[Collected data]
-*-
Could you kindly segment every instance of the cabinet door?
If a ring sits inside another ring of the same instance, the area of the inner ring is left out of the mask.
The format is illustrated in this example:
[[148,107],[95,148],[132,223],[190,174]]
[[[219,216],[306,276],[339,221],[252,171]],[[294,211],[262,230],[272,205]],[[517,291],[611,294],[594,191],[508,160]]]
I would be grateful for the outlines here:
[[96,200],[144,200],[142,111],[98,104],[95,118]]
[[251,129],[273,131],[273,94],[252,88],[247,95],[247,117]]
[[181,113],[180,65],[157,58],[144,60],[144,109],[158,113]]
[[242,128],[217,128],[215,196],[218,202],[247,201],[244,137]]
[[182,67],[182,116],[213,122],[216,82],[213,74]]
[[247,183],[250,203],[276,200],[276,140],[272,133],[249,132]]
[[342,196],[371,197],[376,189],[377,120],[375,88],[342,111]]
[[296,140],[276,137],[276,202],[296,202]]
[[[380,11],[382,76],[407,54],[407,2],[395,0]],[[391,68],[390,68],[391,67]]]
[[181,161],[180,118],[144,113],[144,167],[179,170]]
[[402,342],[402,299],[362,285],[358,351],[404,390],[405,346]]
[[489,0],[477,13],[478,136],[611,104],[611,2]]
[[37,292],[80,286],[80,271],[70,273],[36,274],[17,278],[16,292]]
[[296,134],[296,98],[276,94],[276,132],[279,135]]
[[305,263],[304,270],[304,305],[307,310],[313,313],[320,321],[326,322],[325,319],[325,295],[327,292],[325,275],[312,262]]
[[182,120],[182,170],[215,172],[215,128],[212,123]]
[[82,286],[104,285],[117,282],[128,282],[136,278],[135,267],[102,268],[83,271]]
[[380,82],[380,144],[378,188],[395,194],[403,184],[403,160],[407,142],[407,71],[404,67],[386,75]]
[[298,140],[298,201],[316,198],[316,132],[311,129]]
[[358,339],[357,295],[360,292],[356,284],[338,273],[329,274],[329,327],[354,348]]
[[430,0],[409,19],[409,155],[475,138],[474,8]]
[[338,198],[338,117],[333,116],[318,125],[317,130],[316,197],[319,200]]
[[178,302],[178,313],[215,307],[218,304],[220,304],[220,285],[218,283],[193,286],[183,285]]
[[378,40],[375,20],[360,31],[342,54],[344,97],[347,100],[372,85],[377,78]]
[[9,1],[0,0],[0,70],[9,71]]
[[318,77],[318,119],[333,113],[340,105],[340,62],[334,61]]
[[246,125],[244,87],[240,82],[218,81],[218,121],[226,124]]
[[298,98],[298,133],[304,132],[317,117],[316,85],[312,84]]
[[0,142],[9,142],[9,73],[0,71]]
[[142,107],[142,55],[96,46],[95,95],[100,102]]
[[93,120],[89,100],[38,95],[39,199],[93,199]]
-*-
■ Work to complete: I need every line of the data that has the word "instance"; please list them.

■ Exercise response:
Could you kindly segment every instance of the cabinet door?
If a ring sits inside another ring of the same instance, the area of the inner ring is left out of the mask.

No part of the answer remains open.